■ **DOCUMENT PASSAGE**:
◇ ◇ ◇ ◇

Confinement notes - small pink flowers

Confinement Notes

Out for my allotted walk early Friday morning, I made a sharp dive left into the bushes to put plenty of space between me and an older lady and her whippet.

“Thank you for distancing!” she called out cheerily.

It was ace to get thanked for something that’s previously been called a character flaw, ha ha ha.

So, comrades. How are you? I always mean that sincerely, but I mean it even more now. I hope you and your families are okay.

I’ve been at home since the 14th, and the UK has been on lockdown for a week now. On the surface it would appear not much has changed. Gareth’s still been out, making whisky for the future. I’ve been working from home as usual.

But like everyone, it’s a daily trot through an encyclopedia of emotions. An undercurrent of unease, hope, worry, gratitude.

It feels strange that for many of us our primary task right now is to stay home, when so many have to go out to work at great risk, to help those suffering and to keep the wheels turning for the rest of us. Not to mention those that don’t have the luxury of somewhere to shelter, nor water to frequently wash their hands.

So my head is a mush of feelings and I appreciate the indulgence of these wafflings. But this old blog feels like a calmer place than social media. I spent an hour this morning catching up with the everyday lives of blog pals in my Feedly reader like it was 2005. The quietness of it felt good.

◇ ◇ ◇ ◇

■ **DATASET ROWS**:
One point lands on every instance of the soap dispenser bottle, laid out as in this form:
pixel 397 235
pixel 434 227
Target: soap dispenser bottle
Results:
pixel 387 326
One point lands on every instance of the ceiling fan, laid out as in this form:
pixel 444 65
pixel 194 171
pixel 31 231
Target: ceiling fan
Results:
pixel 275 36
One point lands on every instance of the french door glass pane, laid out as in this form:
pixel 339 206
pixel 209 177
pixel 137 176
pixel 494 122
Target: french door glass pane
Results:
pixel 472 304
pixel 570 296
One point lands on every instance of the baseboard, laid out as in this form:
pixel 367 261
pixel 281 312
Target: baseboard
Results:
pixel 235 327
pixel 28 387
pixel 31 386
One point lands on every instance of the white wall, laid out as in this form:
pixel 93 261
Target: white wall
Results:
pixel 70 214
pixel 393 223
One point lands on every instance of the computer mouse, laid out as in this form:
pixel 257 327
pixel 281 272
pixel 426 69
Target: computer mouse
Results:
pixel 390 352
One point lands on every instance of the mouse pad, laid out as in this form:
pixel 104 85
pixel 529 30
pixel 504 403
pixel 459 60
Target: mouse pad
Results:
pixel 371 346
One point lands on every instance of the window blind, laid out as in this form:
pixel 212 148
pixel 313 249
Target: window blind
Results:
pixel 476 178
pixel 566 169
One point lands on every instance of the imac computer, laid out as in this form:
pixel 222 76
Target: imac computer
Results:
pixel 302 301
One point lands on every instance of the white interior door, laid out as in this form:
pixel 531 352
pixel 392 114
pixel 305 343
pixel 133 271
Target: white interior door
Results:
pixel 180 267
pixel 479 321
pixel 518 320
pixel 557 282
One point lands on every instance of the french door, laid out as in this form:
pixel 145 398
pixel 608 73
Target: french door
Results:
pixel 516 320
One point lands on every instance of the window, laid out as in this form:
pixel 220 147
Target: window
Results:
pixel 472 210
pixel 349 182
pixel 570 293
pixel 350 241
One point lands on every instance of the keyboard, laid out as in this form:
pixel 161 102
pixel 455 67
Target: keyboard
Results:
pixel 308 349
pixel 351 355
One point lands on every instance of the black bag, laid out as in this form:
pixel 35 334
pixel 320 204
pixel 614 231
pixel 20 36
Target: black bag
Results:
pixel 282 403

◇ ◇ ◇ ◇

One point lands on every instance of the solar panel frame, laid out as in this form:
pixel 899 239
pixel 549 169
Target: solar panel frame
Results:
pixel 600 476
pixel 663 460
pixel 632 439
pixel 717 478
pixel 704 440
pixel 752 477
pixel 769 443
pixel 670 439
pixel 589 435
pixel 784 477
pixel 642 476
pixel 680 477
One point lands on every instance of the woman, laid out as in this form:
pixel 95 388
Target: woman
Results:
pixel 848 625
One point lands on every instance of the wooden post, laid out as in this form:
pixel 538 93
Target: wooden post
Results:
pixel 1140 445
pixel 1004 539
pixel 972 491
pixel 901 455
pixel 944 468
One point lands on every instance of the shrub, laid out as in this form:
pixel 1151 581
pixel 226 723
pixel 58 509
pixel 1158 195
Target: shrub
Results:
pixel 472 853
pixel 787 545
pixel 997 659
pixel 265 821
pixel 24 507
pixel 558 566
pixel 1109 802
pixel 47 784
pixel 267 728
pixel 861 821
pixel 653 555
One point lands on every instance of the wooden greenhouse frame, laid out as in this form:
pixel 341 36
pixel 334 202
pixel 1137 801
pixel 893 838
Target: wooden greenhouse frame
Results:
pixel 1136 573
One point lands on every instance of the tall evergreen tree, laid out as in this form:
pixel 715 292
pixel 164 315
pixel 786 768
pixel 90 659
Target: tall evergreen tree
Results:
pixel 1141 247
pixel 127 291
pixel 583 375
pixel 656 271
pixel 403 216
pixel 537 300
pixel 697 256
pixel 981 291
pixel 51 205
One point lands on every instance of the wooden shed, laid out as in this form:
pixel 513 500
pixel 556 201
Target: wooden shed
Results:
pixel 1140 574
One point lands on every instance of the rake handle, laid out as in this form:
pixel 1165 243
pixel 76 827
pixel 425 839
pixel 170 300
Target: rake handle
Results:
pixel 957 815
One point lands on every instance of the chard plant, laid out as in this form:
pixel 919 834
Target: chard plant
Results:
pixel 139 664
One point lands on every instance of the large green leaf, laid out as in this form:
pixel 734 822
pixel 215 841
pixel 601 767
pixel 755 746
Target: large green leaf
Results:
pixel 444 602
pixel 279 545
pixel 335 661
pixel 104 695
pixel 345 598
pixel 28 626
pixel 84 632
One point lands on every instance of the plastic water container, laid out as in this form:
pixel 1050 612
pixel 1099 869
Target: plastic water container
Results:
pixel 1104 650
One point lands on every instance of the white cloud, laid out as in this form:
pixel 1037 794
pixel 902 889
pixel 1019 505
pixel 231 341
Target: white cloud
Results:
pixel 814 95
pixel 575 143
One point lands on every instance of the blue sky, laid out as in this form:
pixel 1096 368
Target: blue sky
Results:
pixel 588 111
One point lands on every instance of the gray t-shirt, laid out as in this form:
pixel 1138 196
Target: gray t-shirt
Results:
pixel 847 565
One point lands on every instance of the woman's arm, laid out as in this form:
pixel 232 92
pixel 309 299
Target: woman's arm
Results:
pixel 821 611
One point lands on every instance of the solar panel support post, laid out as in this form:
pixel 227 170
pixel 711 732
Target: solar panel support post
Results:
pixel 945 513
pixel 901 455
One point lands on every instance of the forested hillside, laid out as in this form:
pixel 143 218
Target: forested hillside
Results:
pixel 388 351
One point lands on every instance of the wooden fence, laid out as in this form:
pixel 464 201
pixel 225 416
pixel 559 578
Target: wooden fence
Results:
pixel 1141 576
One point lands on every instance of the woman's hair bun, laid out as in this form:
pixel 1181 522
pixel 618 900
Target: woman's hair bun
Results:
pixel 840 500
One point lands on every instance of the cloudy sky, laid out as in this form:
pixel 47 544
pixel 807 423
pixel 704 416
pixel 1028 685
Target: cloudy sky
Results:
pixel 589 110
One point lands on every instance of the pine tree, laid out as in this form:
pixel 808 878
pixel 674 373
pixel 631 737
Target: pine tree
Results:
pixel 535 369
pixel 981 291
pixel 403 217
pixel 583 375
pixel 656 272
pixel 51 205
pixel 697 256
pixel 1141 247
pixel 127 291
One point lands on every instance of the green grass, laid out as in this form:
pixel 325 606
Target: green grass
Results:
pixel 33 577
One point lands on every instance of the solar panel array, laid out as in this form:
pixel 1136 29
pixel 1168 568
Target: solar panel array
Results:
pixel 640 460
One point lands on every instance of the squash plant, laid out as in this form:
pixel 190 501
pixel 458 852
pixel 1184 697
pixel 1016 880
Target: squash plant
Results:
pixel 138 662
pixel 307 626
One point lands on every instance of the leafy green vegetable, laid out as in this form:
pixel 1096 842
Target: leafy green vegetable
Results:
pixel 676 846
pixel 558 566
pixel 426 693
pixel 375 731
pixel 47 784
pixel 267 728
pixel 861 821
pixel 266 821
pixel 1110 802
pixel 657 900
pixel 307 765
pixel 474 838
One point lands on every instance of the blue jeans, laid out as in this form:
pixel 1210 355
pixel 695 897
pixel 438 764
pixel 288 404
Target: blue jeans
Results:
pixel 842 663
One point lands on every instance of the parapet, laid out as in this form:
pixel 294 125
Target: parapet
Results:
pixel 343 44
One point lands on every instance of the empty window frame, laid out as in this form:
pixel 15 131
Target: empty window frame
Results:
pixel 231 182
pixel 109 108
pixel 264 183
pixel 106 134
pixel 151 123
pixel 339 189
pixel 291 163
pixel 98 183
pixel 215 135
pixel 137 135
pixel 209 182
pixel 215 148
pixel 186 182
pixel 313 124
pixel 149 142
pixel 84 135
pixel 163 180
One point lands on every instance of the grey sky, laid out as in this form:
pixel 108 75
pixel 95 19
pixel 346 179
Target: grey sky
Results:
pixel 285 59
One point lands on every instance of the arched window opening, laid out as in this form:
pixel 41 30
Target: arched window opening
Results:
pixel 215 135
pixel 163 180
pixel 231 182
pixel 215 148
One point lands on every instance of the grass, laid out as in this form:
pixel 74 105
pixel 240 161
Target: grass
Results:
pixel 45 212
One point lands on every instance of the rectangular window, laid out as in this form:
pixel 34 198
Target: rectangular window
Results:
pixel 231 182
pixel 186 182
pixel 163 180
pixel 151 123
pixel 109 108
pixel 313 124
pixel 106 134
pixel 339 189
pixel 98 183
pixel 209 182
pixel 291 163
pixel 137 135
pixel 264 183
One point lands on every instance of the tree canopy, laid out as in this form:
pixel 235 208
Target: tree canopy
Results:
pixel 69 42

◇ ◇ ◇ ◇

■ **TO BE DONE**:
(a) Sum up the confinement notes post in two sentences.
(b) Quote the confinement notes post word for word, everything from "Confinement notes - small" down to "and her whippet.".
(c) Write what comes next in the confinement notes post, picking up after its last sentence.

■ **FINAL RESULTS**:
(a) On an early Friday walk, the writer jumped into the bushes to keep space from an older woman and her whippet and was cheerfully thanked for distancing. A week into the UK lockdown, the writer works from home while Gareth still goes out making whisky, describes a daily mix of unease, hope, worry, and gratitude, and finds the blog and an hour of reading friends' blogs in Feedly calmer than social media.

(b)
Confinement notes - small pink flowers

Confinement Notes

Out for my allotted walk early Friday morning, I made a sharp dive left into the bushes to put plenty of space between me and an older lady and her whippet.

(c)
Notes from the last two weeks


  • Working, haphazardly at best
  • Distractibaking: hot cross buns, malted chocolate chip cookies, bread rolls
  • Zooming of friends, especially the extroverts
  • Reading articles on How To Work From Home, despite having worked from home for the past six years
  • Yelling at Sternly instructing mother-in-law to stay inside (“Oh yeah, and happy Mother’s Day too!”)
  • 2/3 of a Zoom yoga class (watched the rest from on the couch with a cuppa).

Soothing things:

  1. Jacinda Ardern’s clear communication
  2. Sam Neill reading poems and bedtime stories
  3. Neil Finn’s daily mini concerts. Perfectly imperfect with the tunes you know and love.

(Whoa dude… three calming Kiwis!)

If anyone is out there… how are things in your corner of the world? Let me know how you are doing today. This hour, even, as things are subject to change!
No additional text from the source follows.